### Task description
Please show all lines of the records that include "behind".

··· Excerpted data

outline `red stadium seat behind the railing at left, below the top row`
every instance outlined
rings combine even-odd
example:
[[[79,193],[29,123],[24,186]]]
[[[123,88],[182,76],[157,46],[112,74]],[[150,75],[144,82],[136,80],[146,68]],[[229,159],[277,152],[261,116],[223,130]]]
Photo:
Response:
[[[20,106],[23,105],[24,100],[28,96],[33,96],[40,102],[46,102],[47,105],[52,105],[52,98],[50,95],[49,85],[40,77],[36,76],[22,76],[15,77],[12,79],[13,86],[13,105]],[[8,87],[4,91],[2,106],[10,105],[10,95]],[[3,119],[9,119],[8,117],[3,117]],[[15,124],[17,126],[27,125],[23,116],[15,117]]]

······
··· Excerpted data

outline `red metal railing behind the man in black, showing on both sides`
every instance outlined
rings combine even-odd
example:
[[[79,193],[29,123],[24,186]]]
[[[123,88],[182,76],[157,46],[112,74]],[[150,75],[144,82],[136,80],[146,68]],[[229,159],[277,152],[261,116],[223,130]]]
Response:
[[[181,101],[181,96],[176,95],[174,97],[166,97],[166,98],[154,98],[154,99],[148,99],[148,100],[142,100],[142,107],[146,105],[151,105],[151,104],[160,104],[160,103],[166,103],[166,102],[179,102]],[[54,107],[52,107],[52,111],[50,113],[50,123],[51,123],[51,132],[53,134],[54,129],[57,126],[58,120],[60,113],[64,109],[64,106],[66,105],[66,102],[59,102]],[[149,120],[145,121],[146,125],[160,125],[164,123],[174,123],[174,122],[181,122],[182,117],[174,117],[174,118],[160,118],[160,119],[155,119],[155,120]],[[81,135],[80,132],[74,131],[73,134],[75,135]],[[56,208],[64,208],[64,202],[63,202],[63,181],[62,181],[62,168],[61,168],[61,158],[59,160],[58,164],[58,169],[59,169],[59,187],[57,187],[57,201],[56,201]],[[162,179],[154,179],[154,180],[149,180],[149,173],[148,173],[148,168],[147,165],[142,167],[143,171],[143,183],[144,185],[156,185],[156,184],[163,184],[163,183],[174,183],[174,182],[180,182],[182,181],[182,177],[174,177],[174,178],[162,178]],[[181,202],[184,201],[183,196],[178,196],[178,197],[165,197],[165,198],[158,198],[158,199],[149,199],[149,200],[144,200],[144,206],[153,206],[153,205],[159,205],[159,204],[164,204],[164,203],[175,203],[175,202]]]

······

### Exercise output
outline `red stadium seat behind the railing at left, below the top row`
outline `red metal railing behind the man in black, showing on both sides`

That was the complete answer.